En termes de substances sonores, theremin et synthétiseurs s’invitent allègrement sur les morceaux, tenus par les différents membres du groupe. D’après Phillip Cope, aucun des membres n’a simplement tenu son poste de batteur ou de guitariste. Une liberté d’expression et un confort de création qui a su payer. Le groupe a également fait appel à quelques artistes supplémentaires sur l’enregistrement de "Exhale", "Quicksand", "Drifting" et "Low Tide", on notera Jay Matheson à la basse, Steve Sancho aux percussions et Brett Kent aux claviers.

L’artwork signé Shaun Beaudry, illustrateur de Savannah, dont le travail tend principalement vers la représentation de la nature et de l’occulte, représente trois scarabées qui auraient un rapport avec la création de l’album, la façon dont cet animal naît en sortant de la bouse comme l’album à pu naître après tri des bons et mauvais morceaux, d’après les musiciens.

Certainement l’opus le plus complet de leur carrière, à se procurer d’urgence pour tout bon fan du style qui se respecte.


Angie
Juin 2013




"From The Vaults, Vol. 1"
Note : 16/20

Groupe désormais mythique de Savannnah au line-up régulièrement transformé évoluant depuis maintenant une dizaine d’années, Kylesa a su se poser comme l’un des escadrons les plus influants de sa catégorie. Deux ans après la déferlante de "Spiral Shadow", les voici de retour avec un "From The Vaults, Vol. 1" se posant comme le premier acte d’une série qui je l’espère sera concoctée avec autant de soin dans sa continuité.

Assortiment de vieilleries jamais recensées jusque là et de morceaux revisités, le dernier écrin de la bande à double batterie suit la mode de la compilation quasi obligatoire en milieu de parcours.
= = =
__À réaliser__.
1 - D'après la chronique, quel artiste supplémentaire tient la basse sur l'enregistrement ?
2 - Reproduisez à l'identique le passage de la chronique qui s'ouvre sur les mots contenant "Note : 16/20" et se clôt sur "milieu de parcours.".
Les items qui suivent n'ont aucun lien avec la chronique.

Un bloc de données
= = =
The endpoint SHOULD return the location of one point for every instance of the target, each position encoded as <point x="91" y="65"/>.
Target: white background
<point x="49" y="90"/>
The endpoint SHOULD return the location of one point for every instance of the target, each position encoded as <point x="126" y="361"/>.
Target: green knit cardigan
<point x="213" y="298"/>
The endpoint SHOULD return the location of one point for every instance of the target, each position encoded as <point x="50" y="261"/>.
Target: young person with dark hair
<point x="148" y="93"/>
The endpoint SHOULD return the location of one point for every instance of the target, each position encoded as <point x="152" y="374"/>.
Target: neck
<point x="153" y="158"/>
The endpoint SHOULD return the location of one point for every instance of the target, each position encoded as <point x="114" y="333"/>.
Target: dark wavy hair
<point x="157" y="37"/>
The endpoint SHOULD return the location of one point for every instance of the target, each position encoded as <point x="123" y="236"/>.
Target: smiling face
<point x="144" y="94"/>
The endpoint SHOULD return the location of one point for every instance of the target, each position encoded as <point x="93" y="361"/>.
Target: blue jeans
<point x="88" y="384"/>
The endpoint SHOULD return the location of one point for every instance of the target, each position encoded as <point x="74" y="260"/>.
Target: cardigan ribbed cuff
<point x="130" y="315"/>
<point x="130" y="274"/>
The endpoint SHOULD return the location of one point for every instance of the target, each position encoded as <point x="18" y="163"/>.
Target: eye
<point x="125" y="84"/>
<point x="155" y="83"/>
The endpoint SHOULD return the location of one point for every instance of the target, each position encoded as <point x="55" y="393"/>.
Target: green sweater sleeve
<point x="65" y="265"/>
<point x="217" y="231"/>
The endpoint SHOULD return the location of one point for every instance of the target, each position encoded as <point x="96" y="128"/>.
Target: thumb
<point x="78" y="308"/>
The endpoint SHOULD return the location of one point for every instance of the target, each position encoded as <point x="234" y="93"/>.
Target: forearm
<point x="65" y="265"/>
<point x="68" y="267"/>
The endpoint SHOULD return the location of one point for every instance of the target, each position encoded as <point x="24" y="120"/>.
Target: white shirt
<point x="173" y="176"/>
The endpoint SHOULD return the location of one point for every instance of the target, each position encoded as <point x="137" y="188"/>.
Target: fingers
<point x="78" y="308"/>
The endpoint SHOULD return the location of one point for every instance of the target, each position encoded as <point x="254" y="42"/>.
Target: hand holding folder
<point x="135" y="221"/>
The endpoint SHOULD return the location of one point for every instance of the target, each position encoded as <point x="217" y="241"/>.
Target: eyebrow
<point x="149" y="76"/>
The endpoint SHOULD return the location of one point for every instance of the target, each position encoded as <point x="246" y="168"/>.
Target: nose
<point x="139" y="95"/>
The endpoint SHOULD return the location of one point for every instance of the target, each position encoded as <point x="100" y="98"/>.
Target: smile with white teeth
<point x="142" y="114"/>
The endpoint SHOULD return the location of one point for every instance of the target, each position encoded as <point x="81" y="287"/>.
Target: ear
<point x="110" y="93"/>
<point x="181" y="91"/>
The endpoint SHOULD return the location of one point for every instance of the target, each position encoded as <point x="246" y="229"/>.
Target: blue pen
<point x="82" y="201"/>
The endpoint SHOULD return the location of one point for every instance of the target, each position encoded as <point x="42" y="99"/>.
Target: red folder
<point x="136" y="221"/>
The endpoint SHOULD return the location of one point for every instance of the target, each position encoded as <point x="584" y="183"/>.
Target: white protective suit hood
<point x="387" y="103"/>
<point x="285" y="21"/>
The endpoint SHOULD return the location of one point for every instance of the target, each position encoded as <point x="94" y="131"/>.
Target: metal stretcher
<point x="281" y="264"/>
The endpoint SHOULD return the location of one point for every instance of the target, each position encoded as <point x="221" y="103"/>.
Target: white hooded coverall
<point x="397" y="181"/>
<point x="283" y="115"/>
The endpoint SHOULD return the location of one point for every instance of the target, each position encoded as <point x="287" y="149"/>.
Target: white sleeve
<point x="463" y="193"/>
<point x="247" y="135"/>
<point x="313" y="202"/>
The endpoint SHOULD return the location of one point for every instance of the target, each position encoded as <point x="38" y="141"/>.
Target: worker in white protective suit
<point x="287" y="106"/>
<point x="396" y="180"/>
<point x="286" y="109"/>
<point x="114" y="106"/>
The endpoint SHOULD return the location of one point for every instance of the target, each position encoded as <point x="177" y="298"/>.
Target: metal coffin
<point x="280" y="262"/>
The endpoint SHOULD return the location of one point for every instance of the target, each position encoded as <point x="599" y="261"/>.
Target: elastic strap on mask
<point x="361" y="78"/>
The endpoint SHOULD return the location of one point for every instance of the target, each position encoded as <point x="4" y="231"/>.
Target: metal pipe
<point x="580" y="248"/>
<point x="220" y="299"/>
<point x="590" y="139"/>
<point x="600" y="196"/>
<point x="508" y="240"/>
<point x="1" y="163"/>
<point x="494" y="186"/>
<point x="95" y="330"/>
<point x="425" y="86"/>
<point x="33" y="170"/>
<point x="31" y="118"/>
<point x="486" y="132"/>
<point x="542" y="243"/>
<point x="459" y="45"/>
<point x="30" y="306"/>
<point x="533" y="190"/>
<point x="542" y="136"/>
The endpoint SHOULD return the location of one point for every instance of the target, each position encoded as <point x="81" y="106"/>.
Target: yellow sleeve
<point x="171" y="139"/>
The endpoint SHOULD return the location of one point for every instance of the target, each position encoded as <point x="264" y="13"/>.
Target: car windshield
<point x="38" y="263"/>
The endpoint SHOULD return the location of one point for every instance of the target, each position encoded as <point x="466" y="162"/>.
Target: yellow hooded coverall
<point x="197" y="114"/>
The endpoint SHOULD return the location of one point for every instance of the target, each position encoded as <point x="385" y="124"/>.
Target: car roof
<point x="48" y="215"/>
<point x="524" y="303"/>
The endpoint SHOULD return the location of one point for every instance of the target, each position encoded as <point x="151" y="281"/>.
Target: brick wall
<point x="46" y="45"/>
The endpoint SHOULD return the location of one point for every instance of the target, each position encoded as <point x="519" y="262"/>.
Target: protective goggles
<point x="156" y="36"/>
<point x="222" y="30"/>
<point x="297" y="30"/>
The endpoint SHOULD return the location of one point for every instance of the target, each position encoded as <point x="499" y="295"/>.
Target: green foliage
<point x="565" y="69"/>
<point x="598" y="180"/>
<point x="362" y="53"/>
= = =
__Solutions par tâche__.
1 - Jay Matheson.

2 -
Note : 16/20

Groupe désormais mythique de Savannnah au line-up régulièrement transformé évoluant depuis maintenant une dizaine d’années, Kylesa a su se poser comme l’un des escadrons les plus influants de sa catégorie. Deux ans après la déferlante de "Spiral Shadow", les voici de retour avec un "From The Vaults, Vol. 1" se posant comme le premier acte d’une série qui je l’espère sera concoctée avec autant de soin dans sa continuité.

Assortiment de vieilleries jamais recensées jusque là et de morceaux revisités, le dernier écrin de la bande à double batterie suit la mode de la compilation quasi obligatoire en milieu de parcours.